→ Task prompt
Reproduce the lines from the line with "of the denim" to the line with "[[855, 296]]", replacing each "denim jacket" with "leather jacket" and changing nothing else. Give only those lines.

→ Given records

=======

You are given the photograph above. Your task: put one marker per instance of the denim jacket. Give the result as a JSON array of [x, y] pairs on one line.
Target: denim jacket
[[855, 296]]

=======

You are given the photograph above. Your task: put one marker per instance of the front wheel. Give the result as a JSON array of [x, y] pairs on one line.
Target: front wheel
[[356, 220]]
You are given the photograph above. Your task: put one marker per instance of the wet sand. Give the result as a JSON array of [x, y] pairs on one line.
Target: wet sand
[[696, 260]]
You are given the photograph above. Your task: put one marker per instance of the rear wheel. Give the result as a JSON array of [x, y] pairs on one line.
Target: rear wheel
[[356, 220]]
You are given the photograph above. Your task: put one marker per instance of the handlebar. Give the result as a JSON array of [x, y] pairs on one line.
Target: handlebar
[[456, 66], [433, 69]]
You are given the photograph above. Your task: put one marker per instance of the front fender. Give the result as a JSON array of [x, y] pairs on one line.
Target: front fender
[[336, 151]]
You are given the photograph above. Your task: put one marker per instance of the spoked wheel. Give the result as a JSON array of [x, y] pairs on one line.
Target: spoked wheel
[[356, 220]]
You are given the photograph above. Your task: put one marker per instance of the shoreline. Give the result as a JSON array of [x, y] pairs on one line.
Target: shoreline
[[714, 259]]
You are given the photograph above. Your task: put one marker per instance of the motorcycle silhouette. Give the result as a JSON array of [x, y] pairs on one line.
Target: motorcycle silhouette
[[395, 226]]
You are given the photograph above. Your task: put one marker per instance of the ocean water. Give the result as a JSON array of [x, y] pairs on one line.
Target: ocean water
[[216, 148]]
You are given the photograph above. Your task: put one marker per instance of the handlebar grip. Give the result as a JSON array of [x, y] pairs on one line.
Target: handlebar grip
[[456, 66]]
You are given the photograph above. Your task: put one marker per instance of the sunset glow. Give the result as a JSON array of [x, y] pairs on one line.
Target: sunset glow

=======

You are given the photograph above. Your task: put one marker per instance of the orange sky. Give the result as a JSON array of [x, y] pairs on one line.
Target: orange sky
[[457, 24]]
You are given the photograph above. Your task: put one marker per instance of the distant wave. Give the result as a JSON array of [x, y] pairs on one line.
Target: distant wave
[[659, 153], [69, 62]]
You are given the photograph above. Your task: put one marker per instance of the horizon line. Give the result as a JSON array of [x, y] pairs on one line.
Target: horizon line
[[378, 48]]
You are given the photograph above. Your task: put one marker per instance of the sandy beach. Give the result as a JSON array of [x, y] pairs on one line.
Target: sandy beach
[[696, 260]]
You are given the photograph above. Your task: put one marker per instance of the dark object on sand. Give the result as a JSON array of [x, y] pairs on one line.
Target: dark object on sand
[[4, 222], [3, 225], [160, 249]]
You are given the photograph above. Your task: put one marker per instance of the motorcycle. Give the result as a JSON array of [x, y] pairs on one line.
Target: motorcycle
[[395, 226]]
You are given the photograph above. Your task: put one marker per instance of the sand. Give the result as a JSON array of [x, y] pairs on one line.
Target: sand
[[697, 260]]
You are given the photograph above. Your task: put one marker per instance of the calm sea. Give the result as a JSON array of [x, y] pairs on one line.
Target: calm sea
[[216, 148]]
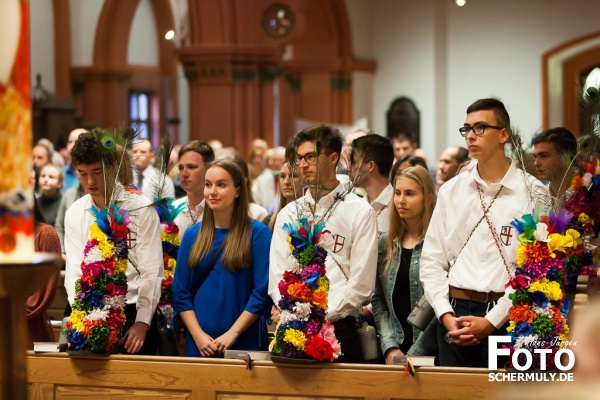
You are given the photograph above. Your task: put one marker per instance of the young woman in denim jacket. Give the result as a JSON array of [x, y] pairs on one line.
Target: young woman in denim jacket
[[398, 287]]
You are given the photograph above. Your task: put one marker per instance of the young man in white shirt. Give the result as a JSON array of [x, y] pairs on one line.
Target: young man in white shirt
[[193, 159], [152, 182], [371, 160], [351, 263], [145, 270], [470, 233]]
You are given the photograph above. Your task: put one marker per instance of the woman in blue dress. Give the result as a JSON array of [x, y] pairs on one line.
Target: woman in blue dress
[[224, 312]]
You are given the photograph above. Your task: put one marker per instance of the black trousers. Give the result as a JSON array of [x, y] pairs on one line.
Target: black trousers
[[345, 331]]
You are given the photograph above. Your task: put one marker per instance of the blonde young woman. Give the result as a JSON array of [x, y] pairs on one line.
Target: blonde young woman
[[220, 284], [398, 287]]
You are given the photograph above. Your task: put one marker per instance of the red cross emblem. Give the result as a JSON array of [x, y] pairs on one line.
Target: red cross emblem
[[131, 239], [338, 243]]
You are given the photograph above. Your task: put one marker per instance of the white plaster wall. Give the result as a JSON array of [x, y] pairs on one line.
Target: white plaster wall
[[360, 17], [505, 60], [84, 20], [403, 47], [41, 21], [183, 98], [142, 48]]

=======

→ Full output
You are given the photograph above. Your task: put one marker per instance of the leather jacket. Give the result as a JSON array of [x, y] pairs on one line.
Target: leather jacket
[[855, 296]]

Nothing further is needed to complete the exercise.